### Given instruction
Count the lines of the records below that contain the word "carved". Give only the number.

[Location identification items]

--------

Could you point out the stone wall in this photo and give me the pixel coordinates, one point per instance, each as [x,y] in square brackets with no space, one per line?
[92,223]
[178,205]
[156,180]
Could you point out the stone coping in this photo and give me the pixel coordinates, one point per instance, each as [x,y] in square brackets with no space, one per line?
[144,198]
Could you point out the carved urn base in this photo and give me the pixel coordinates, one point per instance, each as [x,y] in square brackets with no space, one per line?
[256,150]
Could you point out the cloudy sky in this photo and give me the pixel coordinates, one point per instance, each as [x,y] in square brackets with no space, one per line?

--------

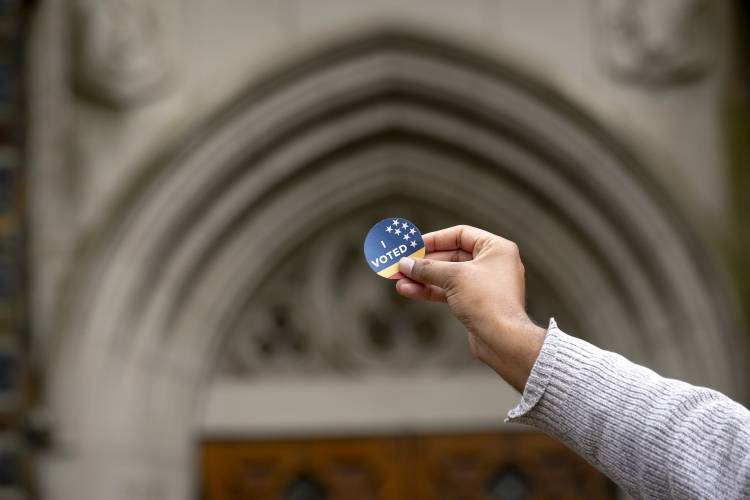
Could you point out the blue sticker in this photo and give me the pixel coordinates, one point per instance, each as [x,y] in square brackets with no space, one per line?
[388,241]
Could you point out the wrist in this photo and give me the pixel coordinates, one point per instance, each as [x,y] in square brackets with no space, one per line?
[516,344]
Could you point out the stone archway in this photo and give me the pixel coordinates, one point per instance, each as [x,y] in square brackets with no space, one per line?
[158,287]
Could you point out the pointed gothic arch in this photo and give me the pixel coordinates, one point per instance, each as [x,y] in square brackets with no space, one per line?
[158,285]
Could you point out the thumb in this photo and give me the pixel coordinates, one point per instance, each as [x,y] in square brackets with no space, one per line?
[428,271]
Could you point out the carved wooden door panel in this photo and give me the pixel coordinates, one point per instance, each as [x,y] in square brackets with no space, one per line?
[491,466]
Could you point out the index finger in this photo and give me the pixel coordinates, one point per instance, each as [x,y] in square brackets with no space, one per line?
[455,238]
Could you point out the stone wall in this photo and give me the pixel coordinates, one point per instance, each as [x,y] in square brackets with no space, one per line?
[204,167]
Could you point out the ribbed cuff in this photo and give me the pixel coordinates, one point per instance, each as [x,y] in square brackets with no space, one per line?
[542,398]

--------

### Right answer
2